== SELECTED EXTRACT

The manga has been adapted into various mediums. It was first adapted as an audio drama released on CD from July 1993 to July 1994. This was followed by a Japanese live-action feature film in 1995, then an animated television series, produced by Toei Animation, that was broadcast by ABC from 1996 to 1997. The first live-action television adaptation was one produced in Taiwan, titled Meteor Garden (2001). After Taiwan's Meteor Garden, a number of other live-action television adaptations have followed. A Japanese live-action series aired from 2005 to 2007 (and was followed by a 2008 film), a South Korean adaptation aired in 2009, a mainland Chinese adaptation, also titled Meteor Garden aired in 2018, and a Thai adaptation, F4 Thailand: Boys Over Flowers, was aired from 2021 to 2022.

In 1996, Boys Over Flowers won the 41st Shogakukan Manga Award for the shōjo manga category. By February 2015, the series had over 61 million copies in circulation, making it one of the best-selling manga series of all time and the best-selling shōjo manga of all time. The series enjoys immense popularity in the Eastern Asia region.

==Plot==
Eitoku Academy (英徳学園, Eitoku Gakuen) in Yamanote, Japan is a prestigious school that caters to children from upper-class families. Hence, Tsukushi Makino, who comes from a middle-class family, fulfills the literal meaning of her name, as she is initially considered to be the "weed" of the school. The school is ruled by the F4 ("Flower Four"), four young men from Japan's wealthiest families. Tsukasa Domyoji is the son of the wealthiest, most powerful family in Japan. They initially bully Tsukushi when she stands up to them. However, Domyoji eventually takes an interest in her because she is the only girl in the school who stands up to him.
Tsukushi, however, is repulsed by his hot-headed nature and bullying demeanor, falling instead for soft-spoken and sensitive Rui Hanazawa, Tsukasa's best friend since childhood.

The other two members of the F4 are Akira Mimasaka, the laid-back peacemaker of the group, and Sojirou Nishikado, an unrepentant playboy. They both usually have at least one girlfriend at any one time; Akira prefers older women because the women of his household (his mother and two younger sisters) are quite childish. Sojirou is happy to be in casual relationships with many women, although we later discover that at one time he was in love with a childhood friend. Over time, Tsukushi's feelings towards Tsukasa evolve, as she begins to appreciate the degree of change that occurred in Tsukasa once he fell in love with her. However, because of the difference in social class, Tsukushi and Tsukasa's relationship is blocked by Tsukasa's mother, Kaede but supported by his elder sister, Tsubaki, who becomes friends with Tsukushi.

====
== DATA RECORDS

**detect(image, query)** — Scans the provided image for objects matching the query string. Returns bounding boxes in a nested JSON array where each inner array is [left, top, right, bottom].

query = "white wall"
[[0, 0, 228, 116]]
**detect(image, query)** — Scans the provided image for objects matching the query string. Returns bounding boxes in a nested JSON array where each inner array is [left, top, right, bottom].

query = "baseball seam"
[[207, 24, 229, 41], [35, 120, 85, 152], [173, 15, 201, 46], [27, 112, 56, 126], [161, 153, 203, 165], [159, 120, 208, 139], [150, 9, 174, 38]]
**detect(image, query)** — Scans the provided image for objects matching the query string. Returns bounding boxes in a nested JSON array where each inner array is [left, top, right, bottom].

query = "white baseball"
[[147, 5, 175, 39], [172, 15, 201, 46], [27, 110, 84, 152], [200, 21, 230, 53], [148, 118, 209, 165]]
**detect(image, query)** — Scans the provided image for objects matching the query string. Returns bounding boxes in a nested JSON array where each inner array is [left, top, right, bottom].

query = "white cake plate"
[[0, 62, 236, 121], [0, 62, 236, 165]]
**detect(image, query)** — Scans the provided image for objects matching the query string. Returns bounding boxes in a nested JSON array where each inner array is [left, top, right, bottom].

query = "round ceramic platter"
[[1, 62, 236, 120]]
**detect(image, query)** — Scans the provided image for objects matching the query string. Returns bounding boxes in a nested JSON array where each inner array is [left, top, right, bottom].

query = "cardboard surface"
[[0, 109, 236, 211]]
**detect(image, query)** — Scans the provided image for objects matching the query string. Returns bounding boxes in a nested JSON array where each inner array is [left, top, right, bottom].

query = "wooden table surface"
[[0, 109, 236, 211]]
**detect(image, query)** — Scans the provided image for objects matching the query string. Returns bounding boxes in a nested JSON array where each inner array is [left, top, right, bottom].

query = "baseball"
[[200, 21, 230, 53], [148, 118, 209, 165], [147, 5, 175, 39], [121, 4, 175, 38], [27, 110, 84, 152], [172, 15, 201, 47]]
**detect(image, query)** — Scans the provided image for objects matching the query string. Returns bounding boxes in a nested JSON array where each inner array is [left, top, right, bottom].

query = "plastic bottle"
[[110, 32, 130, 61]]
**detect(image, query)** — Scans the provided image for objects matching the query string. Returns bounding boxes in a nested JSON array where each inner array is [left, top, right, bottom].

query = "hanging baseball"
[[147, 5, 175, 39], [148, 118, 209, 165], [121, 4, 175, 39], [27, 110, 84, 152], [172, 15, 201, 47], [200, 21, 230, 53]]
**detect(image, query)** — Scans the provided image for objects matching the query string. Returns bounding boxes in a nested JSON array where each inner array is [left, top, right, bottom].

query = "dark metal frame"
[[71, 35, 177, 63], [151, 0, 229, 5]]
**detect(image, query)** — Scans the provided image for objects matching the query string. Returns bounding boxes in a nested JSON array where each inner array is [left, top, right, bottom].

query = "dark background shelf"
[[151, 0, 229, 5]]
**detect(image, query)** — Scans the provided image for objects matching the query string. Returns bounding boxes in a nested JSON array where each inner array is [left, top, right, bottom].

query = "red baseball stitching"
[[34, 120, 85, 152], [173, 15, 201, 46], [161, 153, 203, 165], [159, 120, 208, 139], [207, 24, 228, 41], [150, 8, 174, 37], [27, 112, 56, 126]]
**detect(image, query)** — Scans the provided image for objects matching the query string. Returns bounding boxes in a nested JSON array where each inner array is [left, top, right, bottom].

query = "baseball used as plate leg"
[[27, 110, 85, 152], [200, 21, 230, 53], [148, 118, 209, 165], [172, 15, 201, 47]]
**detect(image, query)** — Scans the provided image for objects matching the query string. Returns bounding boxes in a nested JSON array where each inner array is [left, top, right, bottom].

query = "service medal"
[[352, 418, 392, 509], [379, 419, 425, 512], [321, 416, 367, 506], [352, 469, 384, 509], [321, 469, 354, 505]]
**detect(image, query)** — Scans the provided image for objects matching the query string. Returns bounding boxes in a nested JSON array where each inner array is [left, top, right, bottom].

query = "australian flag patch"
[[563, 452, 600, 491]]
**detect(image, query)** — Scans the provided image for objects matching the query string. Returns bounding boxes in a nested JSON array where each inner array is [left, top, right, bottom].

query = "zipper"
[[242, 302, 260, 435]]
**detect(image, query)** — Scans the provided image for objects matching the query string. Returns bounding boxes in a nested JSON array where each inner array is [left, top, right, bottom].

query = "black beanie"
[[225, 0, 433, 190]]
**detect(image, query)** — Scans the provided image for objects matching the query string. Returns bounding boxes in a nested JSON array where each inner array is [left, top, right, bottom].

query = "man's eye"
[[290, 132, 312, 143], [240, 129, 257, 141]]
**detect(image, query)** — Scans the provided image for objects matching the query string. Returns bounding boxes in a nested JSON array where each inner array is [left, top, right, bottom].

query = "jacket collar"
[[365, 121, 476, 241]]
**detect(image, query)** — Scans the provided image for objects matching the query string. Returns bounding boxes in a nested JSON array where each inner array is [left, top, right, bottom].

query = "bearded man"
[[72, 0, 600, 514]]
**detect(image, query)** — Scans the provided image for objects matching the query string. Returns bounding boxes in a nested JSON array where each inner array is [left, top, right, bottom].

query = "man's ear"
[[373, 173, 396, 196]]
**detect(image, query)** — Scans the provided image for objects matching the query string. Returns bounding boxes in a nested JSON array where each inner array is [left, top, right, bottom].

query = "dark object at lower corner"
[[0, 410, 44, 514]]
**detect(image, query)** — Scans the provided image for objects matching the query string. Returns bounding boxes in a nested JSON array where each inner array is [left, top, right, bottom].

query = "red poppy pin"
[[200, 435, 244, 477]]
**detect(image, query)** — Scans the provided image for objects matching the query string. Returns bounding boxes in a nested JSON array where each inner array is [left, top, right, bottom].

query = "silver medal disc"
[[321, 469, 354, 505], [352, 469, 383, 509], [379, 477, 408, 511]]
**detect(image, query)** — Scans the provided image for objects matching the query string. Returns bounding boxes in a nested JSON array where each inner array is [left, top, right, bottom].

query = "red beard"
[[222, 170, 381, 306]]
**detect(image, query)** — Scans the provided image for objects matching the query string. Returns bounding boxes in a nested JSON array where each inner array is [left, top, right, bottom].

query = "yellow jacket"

====

• _DIRECTIVE 1_:
Print the Boys Over Flowers passage from "The other two" up to and including "friends with Tsukushi.", word for word.
• _DIRECTIVE 2_:
Rewrite the entries from their start up to and including the line with "[[0, 0, 228, 116]]", replacing "white wall" with "brick wall" and changing nothing else. Give only those lines.

• _PROBLEM SOLUTION 1_:
The other two members of the F4 are Akira Mimasaka, the laid-back peacemaker of the group, and Sojirou Nishikado, an unrepentant playboy. They both usually have at least one girlfriend at any one time; Akira prefers older women because the women of his household (his mother and two younger sisters) are quite childish. Sojirou is happy to be in casual relationships with many women, although we later discover that at one time he was in love with a childhood friend. Over time, Tsukushi's feelings towards Tsukasa evolve, as she begins to appreciate the degree of change that occurred in Tsukasa once he fell in love with her. However, because of the difference in social class, Tsukushi and Tsukasa's relationship is blocked by Tsukasa's mother, Kaede but supported by his elder sister, Tsubaki, who becomes friends with Tsukushi.

• _PROBLEM SOLUTION 2_:
**detect(image, query)** — Scans the provided image for objects matching the query string. Returns bounding boxes in a nested JSON array where each inner array is [left, top, right, bottom].

query = "brick wall"
[[0, 0, 228, 116]]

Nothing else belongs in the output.